> Document text:
▽

3

I'm trying to inspect my appengine backup files to work out when a data corruption occured. I used gsutil to locate and download the file:

gsutil ls -l gs://my_backup/ > my_backup.txt
gsutil cp gs://my_backup/LongAlphaString.Mymodel.backup_info file://1.backup_info

I then created a small python program, attempting to read the file and parse it using the appengine libraries.

#!/usr/bin/python

APPENGINE_PATH='/Applications/GoogleAppEngineLauncher.app/Contents/Resources/GoogleAppEngine-default.bundle/Contents/Resources/google_appengine/'
ADDITIONAL_LIBS = [
'lib/yaml/lib'
]
import sys
sys.path.append(APPENGINE_PATH)
for l in ADDITIONAL_LIBS:
  sys.path.append(APPENGINE_PATH+l)

import logging
from google.appengine.api.files import records
import cStringIO

def parse_backup_info_file(content):
  """Returns entities iterator from a backup_info file content."""
  reader = records.RecordsReader(cStringIO.StringIO(content))
  version = reader.read()
  if version != '1':
    raise IOError('Unsupported version')
  return (datastore.Entity.FromPb(record) for record in reader)


INPUT_FILE_NAME='1.backup_info'

f=open(INPUT_FILE_NAME, 'rb')
f.seek(0)
content=f.read()
records = parse_backup_info_file(content)
for r in records:
  logging.info(r)

f.close()

△

> Parts of the exercise:
(a) In the App Engine backup post, which command-line tool was used to locate and download the backup file?
(b) Resume the App Engine backup post after its final line of code.
The records that follow have no connection to the App Engine backup post.

> Supplied data:
▽

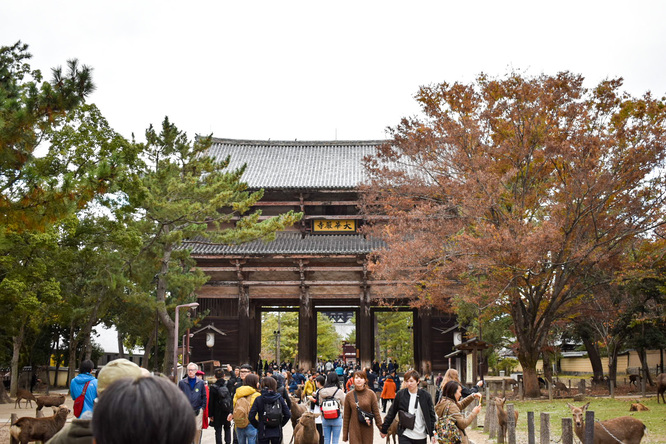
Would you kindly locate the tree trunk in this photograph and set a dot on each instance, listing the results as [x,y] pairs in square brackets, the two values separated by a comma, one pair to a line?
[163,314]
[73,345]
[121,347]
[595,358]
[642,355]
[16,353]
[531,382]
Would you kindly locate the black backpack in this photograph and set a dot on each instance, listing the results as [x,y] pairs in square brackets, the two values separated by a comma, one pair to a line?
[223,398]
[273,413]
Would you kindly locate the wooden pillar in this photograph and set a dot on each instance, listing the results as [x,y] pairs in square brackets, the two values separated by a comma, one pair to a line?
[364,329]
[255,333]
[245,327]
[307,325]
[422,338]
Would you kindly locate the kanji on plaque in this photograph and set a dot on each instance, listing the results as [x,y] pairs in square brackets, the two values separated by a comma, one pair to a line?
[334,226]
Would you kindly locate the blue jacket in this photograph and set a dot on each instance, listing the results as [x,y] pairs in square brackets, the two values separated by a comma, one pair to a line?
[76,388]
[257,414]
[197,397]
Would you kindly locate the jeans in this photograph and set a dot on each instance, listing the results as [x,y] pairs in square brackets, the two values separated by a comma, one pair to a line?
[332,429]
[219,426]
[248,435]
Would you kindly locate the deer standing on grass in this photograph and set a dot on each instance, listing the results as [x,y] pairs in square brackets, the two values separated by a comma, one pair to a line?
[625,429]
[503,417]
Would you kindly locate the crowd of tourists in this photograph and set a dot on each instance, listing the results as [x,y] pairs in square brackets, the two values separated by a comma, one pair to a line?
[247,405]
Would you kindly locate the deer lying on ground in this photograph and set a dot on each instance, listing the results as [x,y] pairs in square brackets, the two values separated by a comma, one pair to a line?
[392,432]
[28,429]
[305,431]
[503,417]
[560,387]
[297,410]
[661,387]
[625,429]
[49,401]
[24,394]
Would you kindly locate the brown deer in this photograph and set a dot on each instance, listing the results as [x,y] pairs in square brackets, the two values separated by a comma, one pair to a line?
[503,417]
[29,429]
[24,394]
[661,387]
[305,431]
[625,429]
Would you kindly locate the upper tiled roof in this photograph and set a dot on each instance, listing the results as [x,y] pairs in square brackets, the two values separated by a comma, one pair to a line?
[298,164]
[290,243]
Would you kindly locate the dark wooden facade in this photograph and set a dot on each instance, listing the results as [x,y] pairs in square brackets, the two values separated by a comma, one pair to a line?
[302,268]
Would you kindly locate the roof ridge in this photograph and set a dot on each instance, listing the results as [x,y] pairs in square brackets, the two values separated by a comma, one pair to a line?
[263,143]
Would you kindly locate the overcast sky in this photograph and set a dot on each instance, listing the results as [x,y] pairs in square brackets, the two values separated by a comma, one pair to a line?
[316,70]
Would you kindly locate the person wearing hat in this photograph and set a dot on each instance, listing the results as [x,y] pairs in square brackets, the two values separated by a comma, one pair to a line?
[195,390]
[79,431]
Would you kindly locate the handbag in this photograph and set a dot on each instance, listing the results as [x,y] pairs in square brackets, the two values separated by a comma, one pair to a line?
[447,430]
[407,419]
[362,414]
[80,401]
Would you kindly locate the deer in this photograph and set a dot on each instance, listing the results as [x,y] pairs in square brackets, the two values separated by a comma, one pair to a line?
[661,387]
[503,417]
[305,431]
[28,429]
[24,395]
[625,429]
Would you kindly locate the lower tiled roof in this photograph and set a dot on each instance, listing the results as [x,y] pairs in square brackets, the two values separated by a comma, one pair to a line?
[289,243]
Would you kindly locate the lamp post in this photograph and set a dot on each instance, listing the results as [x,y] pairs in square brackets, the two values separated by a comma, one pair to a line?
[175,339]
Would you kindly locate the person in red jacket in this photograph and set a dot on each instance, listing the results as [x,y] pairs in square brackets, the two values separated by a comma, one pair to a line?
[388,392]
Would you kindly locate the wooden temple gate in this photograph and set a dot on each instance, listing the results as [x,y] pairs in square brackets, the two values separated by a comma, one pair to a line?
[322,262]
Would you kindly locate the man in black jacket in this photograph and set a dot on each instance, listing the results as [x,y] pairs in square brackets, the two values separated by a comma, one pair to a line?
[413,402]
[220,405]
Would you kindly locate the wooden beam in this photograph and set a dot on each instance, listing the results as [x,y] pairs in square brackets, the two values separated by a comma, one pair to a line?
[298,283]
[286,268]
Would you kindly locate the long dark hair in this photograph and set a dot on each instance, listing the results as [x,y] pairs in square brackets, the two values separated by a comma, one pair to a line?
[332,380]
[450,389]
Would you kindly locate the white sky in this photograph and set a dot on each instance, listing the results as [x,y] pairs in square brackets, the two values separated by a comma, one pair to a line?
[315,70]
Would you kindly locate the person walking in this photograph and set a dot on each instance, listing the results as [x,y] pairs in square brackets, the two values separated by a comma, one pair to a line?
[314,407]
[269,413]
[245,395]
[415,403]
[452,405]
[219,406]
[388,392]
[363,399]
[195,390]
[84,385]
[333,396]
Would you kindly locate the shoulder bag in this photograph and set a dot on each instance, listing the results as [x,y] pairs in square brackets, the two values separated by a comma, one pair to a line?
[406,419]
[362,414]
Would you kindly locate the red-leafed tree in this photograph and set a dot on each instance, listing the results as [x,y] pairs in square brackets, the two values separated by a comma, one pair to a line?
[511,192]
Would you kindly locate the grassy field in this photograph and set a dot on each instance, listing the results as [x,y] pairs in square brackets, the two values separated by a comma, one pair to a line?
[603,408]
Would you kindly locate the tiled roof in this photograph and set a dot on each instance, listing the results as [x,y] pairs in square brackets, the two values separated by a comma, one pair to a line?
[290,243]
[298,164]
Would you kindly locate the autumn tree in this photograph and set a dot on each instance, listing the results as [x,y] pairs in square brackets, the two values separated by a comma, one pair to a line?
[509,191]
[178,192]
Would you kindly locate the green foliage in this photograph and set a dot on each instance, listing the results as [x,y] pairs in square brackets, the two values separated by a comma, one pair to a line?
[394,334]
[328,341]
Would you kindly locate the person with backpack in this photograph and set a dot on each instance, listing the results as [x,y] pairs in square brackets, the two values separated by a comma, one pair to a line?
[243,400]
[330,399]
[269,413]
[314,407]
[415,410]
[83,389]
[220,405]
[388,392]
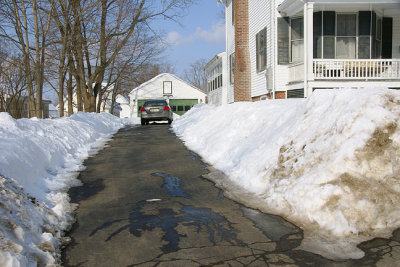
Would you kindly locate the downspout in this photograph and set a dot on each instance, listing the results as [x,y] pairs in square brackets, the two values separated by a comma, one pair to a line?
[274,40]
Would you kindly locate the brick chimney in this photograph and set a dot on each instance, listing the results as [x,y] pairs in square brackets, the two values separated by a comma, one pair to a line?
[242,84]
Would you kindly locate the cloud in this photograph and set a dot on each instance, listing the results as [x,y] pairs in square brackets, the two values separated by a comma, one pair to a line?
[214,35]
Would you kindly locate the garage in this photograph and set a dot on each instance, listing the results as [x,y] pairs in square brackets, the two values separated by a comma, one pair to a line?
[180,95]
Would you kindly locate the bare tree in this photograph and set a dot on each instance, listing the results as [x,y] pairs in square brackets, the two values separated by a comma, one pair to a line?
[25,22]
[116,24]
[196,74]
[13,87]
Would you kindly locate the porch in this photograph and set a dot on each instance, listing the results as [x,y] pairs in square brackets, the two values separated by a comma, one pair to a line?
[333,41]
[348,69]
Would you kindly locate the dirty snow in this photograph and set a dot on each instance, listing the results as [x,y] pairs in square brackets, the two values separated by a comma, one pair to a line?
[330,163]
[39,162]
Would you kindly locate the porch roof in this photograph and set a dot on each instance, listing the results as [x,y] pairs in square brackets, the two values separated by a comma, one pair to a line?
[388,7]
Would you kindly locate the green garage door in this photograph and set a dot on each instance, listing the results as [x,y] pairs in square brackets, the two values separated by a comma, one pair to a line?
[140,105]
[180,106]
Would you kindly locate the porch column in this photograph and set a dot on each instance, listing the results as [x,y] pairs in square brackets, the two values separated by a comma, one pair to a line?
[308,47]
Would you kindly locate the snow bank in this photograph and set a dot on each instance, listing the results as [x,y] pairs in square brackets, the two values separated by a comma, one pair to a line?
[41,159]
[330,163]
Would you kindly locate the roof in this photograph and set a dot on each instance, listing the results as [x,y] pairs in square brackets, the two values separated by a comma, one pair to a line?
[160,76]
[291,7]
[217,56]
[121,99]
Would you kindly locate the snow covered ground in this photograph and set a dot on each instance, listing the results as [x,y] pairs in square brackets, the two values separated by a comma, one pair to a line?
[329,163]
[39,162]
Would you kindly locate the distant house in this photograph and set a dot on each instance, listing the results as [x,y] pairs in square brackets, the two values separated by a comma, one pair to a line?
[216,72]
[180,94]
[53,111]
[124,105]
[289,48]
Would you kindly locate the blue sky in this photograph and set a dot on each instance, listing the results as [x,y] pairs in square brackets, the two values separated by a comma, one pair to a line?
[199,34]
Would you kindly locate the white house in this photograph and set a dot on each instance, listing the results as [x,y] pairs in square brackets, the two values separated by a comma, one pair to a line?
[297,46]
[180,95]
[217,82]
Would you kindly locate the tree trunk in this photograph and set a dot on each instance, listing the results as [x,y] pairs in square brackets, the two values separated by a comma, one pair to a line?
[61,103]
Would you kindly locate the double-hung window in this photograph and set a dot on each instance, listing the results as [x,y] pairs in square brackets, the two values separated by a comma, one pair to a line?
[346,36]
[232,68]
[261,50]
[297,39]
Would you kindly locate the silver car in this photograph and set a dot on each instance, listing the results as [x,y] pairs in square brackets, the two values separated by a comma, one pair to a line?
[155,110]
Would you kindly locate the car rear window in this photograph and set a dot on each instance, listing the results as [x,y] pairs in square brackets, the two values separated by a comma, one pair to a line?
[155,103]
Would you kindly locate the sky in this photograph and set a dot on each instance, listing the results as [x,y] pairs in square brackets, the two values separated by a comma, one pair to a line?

△

> Answers:
(a) gsutil

(b)
The code for parse_backup_info_file was copied from backup_handler.py

When I run the program, I get the following output:

./view_record.py 
Traceback (most recent call last):
  File "./view_record.py", line 30, in <module>
    records = parse_backup_info_file(content)
  File "./view_record.py", line 19, in parse_backup_info_file
    version = reader.read()
  File "/Applications/GoogleAppEngineLauncher.app/Contents/Resources/GoogleAppEngine-default.bundle/Contents/Resources/google_appengine/google/appengine/api/files/records.py", line 335, in read
    (chunk, record_type) = self.__try_read_record()
  File "/Applications/GoogleAppEngineLauncher.app/Contents/Resources/GoogleAppEngine-default.bundle/Contents/Resources/google_appengine/google/appengine/api/files/records.py", line 307, in __try_read_record
    (length, len(data)))
EOFError: Not enough data read. Expected: 24898 but got 2112

I've tried with a half a dozen different backup_info files, and they all show the same error (with different numbers.) I have noticed that they all have the same expected length: I was reviewing different versions of the same model when I made that observation, it's not true when I view the backup files of other Modules.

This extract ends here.